• _Task objective_:
Each entry is to be retyped exactly as it stands.

[Items from a dataset]

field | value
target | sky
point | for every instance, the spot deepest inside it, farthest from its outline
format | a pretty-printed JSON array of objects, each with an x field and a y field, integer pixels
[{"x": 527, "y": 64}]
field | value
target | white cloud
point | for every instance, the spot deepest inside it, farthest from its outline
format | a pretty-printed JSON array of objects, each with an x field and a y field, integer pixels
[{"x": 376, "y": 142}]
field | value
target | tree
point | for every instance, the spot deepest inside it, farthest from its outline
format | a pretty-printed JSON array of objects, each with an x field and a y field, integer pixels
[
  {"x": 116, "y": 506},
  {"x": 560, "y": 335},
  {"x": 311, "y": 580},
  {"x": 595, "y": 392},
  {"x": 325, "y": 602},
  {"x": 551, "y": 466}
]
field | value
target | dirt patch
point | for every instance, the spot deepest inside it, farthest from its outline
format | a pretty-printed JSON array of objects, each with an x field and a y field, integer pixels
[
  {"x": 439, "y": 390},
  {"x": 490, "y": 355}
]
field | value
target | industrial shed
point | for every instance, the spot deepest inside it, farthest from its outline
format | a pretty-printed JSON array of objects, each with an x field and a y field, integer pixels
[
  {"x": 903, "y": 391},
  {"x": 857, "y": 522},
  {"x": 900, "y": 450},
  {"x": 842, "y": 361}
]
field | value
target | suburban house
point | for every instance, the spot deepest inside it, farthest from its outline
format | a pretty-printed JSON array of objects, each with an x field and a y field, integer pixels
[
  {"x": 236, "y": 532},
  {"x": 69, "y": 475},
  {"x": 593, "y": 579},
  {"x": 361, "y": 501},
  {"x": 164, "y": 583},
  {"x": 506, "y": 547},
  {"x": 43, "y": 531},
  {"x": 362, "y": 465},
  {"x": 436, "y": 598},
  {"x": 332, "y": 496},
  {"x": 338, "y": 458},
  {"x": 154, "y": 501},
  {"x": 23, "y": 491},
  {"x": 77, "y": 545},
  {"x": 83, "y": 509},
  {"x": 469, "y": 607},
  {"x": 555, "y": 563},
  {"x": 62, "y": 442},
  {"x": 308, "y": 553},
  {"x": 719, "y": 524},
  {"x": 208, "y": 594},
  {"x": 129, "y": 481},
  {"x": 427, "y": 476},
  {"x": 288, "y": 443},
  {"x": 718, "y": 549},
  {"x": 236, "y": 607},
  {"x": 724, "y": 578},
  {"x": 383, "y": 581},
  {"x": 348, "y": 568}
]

• _Task answer_:
field | value
target | sky
point | for every instance, the spot deepest inside it, farthest from its outline
format | a pretty-printed JSON array of objects, each with an x field and a y field, integer pixels
[{"x": 527, "y": 64}]
field | value
target | white cloud
point | for every instance, the spot deepest inside it, farthest from its outline
format | a pretty-printed JSON array of objects, each with an x field and a y field, integer pixels
[{"x": 376, "y": 142}]
field | value
target | tree
point | for every instance, the spot deepest inside it, farthest from its outline
format | a pretty-printed JSON array of objects, each with an x field and a y field, integer pixels
[
  {"x": 116, "y": 506},
  {"x": 560, "y": 335},
  {"x": 311, "y": 580},
  {"x": 595, "y": 392},
  {"x": 325, "y": 602},
  {"x": 551, "y": 466}
]
field | value
target | dirt patch
point | for every instance, the spot deepest inside it, farthest from its outline
format | a pretty-printed JSON array of objects, each with an x field and a y field, integer pixels
[
  {"x": 439, "y": 390},
  {"x": 490, "y": 355}
]
field | value
target | industrial shed
point | for every instance, the spot deepest inside it, farthest from its outline
format | a pretty-printed JSON array of objects, each with an x field and a y field, integer pixels
[
  {"x": 903, "y": 391},
  {"x": 857, "y": 522},
  {"x": 900, "y": 450},
  {"x": 842, "y": 361}
]
field | value
target | suburban house
point | for every instance, the spot deepest inside it, farthest from its outline
format | a pretty-printed JSON array of objects, each with an x field and a y field, integer pixels
[
  {"x": 236, "y": 532},
  {"x": 69, "y": 475},
  {"x": 593, "y": 579},
  {"x": 361, "y": 501},
  {"x": 164, "y": 583},
  {"x": 506, "y": 547},
  {"x": 43, "y": 531},
  {"x": 362, "y": 465},
  {"x": 436, "y": 598},
  {"x": 332, "y": 496},
  {"x": 338, "y": 458},
  {"x": 154, "y": 501},
  {"x": 23, "y": 491},
  {"x": 77, "y": 545},
  {"x": 83, "y": 509},
  {"x": 469, "y": 607},
  {"x": 555, "y": 563},
  {"x": 62, "y": 442},
  {"x": 308, "y": 553},
  {"x": 719, "y": 524},
  {"x": 208, "y": 594},
  {"x": 129, "y": 481},
  {"x": 427, "y": 476},
  {"x": 288, "y": 443},
  {"x": 718, "y": 549},
  {"x": 236, "y": 607},
  {"x": 724, "y": 578},
  {"x": 383, "y": 581},
  {"x": 348, "y": 568}
]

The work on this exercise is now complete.